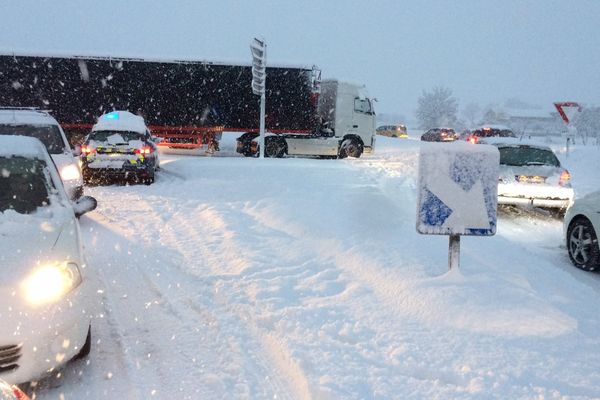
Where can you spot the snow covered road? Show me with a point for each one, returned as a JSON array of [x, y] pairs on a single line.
[[235, 278]]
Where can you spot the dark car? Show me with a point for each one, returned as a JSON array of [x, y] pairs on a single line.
[[392, 131], [439, 135], [119, 146], [489, 131]]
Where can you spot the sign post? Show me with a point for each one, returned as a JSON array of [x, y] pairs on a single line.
[[567, 111], [457, 192], [258, 48]]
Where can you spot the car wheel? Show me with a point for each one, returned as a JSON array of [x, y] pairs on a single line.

══════

__Challenge__.
Please write out every line of the records above word for word, leaving out the pictures.

__Result of this exercise__.
Where can you spot the snow covered road? Show me with a point for each one, returned as a JSON array of [x, y] pairs on a single line.
[[235, 278]]
Where can you spot the dark car? Show me with a point for each one, returned as a JSON array of [x, y] pairs on a single line.
[[392, 131], [439, 135], [119, 146], [489, 131]]
Where can you spot the sign post? Show me with a point for each one, returned as a JSON array of [x, y] pairs on a single line.
[[567, 111], [457, 192], [258, 48]]
Where can you spot the car wheel? Show me with a point for each one, returned as a JSON array of [x, y] pairs on a single line.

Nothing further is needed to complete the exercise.